Pull out every line of the items that contains the string "wheel", copying each line as it stands. Case matters.

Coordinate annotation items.
+ + + + + + +
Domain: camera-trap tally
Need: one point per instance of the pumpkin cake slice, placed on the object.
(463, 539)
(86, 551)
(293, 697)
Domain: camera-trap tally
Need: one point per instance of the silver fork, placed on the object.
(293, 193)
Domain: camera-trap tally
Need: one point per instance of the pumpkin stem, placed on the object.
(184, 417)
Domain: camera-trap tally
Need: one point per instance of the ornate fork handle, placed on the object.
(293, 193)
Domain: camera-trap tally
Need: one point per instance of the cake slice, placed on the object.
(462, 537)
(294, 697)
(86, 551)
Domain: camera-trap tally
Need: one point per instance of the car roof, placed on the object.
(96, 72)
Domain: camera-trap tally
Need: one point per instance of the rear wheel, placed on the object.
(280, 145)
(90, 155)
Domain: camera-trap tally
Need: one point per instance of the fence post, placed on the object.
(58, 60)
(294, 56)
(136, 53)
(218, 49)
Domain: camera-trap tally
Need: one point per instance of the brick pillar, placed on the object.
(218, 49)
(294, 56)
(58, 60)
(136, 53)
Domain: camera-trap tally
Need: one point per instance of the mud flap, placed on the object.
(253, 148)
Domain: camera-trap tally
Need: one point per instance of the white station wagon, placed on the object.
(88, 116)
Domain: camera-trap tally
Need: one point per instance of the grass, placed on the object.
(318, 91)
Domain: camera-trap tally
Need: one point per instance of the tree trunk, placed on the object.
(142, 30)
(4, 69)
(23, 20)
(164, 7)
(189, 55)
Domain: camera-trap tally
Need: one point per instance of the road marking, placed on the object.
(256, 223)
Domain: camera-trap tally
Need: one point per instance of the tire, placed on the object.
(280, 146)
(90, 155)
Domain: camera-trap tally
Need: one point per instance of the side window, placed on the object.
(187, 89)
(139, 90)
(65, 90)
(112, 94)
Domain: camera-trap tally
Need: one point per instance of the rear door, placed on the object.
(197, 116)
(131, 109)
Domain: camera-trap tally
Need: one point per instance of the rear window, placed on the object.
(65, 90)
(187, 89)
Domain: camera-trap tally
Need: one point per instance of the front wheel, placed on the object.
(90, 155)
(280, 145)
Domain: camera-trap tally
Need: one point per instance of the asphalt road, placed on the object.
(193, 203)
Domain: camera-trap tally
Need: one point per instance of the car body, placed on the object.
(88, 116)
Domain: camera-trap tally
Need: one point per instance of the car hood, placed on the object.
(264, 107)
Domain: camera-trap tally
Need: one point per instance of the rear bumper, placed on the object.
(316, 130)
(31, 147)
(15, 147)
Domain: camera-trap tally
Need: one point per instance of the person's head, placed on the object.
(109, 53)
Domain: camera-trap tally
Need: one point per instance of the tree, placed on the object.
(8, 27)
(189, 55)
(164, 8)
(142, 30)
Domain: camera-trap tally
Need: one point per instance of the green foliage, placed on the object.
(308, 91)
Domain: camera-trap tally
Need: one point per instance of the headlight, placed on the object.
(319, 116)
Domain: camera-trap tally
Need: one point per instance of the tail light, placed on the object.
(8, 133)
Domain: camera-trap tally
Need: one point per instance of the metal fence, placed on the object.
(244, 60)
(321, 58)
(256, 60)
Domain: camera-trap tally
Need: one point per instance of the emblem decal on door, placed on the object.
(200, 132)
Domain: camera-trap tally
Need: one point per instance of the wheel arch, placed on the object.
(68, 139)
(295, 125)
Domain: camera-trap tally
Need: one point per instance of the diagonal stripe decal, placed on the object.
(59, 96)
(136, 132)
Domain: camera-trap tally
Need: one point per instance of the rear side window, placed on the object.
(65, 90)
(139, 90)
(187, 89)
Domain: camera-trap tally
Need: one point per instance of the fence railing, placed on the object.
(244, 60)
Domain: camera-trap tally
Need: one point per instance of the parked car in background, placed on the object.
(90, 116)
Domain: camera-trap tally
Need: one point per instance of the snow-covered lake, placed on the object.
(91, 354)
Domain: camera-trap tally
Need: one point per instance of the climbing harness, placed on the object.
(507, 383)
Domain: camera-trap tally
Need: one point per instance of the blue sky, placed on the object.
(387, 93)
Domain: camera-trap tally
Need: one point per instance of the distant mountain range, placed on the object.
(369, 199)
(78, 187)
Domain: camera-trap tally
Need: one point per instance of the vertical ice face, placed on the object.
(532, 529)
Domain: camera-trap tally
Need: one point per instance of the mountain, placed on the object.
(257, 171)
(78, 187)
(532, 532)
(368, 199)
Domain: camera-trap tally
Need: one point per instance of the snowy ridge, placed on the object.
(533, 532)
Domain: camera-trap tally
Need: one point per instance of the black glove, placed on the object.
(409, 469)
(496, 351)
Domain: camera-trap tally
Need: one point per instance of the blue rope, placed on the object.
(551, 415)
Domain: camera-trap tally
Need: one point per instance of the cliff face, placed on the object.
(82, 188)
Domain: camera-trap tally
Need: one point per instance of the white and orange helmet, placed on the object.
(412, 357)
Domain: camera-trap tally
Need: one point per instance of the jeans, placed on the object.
+ + + + + + +
COMPLETE RESPONSE.
Need: one point per instance of the rear wheel, placed on the object.
Need: one point per instance of the front wheel, placed on the object.
Need: one point per instance of the wheel arch, placed on the object.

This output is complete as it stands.